====== Material for the task ======
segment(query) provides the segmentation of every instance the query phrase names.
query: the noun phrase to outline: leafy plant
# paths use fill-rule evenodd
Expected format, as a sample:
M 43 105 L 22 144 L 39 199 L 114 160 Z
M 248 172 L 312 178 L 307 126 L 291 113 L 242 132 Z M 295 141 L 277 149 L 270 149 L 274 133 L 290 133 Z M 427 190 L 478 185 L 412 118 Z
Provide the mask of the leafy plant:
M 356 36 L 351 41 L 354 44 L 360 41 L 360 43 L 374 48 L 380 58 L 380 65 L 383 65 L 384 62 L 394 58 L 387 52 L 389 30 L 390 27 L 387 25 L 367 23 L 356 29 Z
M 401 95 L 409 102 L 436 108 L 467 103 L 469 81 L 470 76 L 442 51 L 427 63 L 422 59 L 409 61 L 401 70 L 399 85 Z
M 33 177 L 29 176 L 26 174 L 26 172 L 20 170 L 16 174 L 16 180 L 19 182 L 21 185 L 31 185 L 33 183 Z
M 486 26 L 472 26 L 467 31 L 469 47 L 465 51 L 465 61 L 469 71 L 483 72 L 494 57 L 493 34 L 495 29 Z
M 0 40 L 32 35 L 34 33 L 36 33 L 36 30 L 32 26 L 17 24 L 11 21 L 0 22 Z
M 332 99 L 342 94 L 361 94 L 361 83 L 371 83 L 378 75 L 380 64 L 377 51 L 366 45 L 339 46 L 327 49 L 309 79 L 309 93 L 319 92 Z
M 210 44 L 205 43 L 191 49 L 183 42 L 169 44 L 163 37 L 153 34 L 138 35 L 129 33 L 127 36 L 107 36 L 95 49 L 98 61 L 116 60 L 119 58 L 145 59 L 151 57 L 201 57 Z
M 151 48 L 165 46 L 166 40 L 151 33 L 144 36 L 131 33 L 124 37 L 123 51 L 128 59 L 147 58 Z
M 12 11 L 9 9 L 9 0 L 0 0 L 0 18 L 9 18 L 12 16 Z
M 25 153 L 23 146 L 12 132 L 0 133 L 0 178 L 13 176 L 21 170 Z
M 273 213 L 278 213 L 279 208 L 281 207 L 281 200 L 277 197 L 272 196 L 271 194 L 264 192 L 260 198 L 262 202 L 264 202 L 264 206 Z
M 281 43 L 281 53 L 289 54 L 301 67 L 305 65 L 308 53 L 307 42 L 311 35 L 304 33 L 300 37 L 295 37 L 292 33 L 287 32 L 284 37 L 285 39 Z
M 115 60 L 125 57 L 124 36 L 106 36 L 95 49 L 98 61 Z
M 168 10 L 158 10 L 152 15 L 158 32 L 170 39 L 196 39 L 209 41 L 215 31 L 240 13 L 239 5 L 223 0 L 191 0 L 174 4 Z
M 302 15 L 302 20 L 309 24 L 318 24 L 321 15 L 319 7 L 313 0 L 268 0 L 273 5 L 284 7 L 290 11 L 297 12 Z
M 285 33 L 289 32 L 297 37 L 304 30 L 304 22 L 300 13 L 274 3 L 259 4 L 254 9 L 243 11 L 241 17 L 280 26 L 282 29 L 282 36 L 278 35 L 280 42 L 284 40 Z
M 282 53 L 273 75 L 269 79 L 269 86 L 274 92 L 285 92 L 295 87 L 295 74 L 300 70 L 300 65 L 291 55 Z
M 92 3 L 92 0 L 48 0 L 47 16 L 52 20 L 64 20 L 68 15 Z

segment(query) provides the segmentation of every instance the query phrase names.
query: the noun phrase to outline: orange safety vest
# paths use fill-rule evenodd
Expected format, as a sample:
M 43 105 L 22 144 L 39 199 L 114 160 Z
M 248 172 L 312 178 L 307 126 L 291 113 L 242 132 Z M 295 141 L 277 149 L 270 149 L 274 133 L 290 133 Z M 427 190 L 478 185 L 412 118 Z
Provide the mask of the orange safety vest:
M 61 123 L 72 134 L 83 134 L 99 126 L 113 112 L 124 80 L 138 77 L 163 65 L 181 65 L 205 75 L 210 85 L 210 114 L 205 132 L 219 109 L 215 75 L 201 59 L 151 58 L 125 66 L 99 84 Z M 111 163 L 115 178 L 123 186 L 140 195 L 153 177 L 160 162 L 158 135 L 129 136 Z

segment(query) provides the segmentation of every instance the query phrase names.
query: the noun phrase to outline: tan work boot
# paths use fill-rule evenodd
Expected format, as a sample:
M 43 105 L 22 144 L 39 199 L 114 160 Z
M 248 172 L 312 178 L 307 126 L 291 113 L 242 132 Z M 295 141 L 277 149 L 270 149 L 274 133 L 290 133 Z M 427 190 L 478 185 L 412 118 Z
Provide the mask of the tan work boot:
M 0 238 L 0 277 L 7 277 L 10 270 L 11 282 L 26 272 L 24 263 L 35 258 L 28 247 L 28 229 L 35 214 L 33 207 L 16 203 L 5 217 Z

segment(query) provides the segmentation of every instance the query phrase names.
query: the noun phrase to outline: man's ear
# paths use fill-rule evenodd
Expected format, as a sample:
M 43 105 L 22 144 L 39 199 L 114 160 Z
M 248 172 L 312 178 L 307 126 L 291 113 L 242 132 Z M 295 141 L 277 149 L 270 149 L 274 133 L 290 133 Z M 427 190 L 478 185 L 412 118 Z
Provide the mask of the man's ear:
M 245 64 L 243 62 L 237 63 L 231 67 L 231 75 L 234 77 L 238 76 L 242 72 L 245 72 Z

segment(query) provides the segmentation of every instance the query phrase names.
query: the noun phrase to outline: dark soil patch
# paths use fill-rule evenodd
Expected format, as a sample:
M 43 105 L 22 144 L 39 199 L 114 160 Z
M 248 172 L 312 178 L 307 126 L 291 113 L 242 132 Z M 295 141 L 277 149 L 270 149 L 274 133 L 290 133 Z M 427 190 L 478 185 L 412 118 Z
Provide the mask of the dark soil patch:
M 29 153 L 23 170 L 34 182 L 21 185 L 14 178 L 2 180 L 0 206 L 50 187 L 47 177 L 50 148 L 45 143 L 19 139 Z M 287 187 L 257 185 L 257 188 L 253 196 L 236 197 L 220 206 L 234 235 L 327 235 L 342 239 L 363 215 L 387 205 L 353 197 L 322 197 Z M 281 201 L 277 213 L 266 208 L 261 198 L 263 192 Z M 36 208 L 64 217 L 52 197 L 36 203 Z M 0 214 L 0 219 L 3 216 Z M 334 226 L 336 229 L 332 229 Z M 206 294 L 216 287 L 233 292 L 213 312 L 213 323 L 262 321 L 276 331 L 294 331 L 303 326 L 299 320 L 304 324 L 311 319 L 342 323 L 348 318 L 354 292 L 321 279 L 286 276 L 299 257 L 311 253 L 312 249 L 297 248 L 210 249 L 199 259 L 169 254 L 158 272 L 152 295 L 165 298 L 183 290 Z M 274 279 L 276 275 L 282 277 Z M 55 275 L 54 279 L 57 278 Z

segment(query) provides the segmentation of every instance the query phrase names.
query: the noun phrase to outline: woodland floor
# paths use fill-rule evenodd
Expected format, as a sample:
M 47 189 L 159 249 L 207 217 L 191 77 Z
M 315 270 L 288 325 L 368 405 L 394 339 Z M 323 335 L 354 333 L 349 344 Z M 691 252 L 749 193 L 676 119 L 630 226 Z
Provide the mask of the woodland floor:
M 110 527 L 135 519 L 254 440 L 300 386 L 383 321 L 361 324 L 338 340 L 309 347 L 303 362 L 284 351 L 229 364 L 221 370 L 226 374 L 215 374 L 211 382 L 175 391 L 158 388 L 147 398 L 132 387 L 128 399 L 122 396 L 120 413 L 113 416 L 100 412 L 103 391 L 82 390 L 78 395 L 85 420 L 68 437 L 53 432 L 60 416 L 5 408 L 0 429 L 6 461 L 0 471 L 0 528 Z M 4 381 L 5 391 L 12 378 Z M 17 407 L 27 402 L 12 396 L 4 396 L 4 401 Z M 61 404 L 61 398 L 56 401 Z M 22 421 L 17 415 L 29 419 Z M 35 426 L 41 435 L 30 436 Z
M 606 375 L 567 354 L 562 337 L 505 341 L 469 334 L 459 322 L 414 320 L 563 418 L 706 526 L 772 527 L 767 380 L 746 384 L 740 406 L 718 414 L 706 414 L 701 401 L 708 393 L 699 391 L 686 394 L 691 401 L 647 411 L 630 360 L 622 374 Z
======
§ What to work on:
Gather every line of the entries above that contains the string "outline", and copy each one. Case counts.

§ Solution for this task:
query: the noun phrase to outline: leafy plant
query: the noun phrase to outline: orange safety vest
query: the noun phrase to outline: tan work boot
query: the noun phrase to outline: man's ear
query: the noun phrase to outline: dark soil patch
query: the noun phrase to outline: woodland floor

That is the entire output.